Requirement: Would you write out the data below exactly, with every line intact?

Data to examine:
☆ ☆ ☆ ☆ ☆ ☆ ☆
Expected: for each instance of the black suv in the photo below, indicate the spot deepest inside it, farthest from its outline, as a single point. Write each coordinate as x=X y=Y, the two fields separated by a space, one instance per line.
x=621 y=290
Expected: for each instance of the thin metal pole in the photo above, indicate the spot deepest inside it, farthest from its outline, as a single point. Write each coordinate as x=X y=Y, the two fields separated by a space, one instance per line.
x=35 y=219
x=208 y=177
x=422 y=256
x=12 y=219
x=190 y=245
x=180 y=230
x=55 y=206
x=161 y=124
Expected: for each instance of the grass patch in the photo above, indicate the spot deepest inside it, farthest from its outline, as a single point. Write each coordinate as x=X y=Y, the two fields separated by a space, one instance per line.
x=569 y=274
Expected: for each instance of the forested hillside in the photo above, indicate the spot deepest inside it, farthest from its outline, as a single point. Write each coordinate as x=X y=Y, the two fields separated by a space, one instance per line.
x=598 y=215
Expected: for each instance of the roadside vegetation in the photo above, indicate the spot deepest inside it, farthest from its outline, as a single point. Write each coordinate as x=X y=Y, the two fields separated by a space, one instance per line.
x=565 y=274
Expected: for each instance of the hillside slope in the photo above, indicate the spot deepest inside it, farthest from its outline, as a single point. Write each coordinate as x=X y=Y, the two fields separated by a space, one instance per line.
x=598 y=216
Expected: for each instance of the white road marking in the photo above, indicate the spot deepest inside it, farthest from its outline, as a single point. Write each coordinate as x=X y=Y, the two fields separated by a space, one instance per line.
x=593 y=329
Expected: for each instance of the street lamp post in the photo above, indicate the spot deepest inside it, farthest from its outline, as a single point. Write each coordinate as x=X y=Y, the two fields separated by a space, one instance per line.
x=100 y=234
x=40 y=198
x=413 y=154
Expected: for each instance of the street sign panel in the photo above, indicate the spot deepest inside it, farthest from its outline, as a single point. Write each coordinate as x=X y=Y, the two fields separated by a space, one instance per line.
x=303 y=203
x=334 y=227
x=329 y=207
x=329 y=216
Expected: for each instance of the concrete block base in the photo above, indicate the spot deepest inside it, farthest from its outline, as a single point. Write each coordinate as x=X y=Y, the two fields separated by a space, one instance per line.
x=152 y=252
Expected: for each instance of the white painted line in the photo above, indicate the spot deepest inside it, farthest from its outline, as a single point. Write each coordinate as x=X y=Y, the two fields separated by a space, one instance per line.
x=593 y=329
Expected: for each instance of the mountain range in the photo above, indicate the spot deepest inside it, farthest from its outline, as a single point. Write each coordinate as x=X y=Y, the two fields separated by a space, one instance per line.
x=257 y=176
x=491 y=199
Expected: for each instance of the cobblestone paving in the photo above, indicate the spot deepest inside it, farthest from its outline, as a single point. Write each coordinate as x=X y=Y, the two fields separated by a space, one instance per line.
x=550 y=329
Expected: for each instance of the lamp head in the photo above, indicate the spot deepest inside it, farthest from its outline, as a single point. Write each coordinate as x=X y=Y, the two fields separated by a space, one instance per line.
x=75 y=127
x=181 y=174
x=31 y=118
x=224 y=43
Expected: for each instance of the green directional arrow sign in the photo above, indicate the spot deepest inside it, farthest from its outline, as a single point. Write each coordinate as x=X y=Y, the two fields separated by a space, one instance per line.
☆ ☆ ☆ ☆ ☆ ☆ ☆
Your solution:
Expected: for each instance of the black suv in the photo below, indicate the spot deepest inside it, farthest from its outline, as a single point. Write each coordinate as x=X y=Y, the two fields separated by a space, one instance per line.
x=621 y=290
Expected: for each instance of the thin metal pole in the photo above, indicate the spot deepest inside it, farthest from its outline, as a single point. Write each coordinate as x=X y=Y, the two fields separated by a space, one instance per line.
x=35 y=219
x=208 y=177
x=422 y=256
x=12 y=219
x=190 y=245
x=180 y=230
x=55 y=206
x=161 y=124
Expected: for each instance of the grass patch in the photo above, indicate the spot deepest inside it, farthest from its outline, as a single point. Write each coordinate as x=X y=Y, the two fields separated by a space, one instance per line.
x=569 y=274
Expected: for each instance of the forested hillside in the photo above, indicate the spot deepest inside it, farthest from its outline, as a single point. Write each coordinate as x=X y=Y, the two fields separated by a space, one instance per line.
x=598 y=215
Expected: for each instance of the roadside vegetation in the photo above, indicate the spot deepest inside it, farthest from its outline, as a single point. Write each coordinate as x=X y=Y, the two fields separated by a space, one instance per line.
x=565 y=274
Expected: for each instance of the hillside slope in the photo above, indicate the spot deepest inside it, farthest from its outline, as a single point. Write each coordinate as x=X y=Y, the two fields separated by a space, one instance per line.
x=598 y=216
Expected: for each instance of the white road marking in the photo above, indicate the spot deepest inside it, farthest from its outline, as a single point. Write each coordinate as x=X y=Y, the two fields separated by a space, one instance per line.
x=593 y=329
Expected: for each instance of the street lamp post in the photo above, indicate the spot deepest inside it, farthest from its outline, as a single point. Write each coordinate as x=X y=Y, the two fields separated by a space, one instance per line.
x=100 y=234
x=40 y=198
x=413 y=154
Expected: for each instance of the street sign panel in the photo above, indicate the spot deepest inside it, farthest from its outline, as a single point. Write each coordinate as x=X y=Y, the two fields separated by a space, one instance per line.
x=303 y=203
x=334 y=227
x=329 y=207
x=329 y=216
Expected: for each instance of the concrete block base in the photo above, indicate the spot deepest inside it, farthest from its outline, as a single point. Write each coordinate as x=X y=Y, the two fields separated by a space, one instance per line.
x=152 y=252
Expected: for each instance of the white painted line in the photo above, indicate the spot deepest inside it, farthest from its outline, as a single point. Write each coordinate as x=X y=Y, the two fields separated by a space, one instance per line.
x=593 y=329
Expected: for each instance of the mountain range in the photo above, indicate the spot deepest inside it, farthest from its outline, as a single point. Write each coordinate as x=X y=Y, the two fields separated by a space, one instance per line.
x=257 y=176
x=491 y=199
Expected: for each instance of the cobblestone paving in the photo above, indicate the spot deepest inside it, farthest from its outline, as a single point. Write each coordinate as x=X y=Y, the two fields separated by a space, one instance per line.
x=550 y=329
Expected: for each instance of the lamp head in the photo above, indicate the spot deepest inside it, farthest from its outline, as a single point. Write each coordinate as x=X y=Y, the two fields separated by a space, one instance per line.
x=75 y=127
x=181 y=174
x=31 y=118
x=224 y=43
Expected: for each instance of the green directional arrow sign in the photo above, indicate the spot deepest inside it, farthest from its outline, as a single point. Write each coordinate as x=X y=Y, the two fields separated by a space, one instance per line.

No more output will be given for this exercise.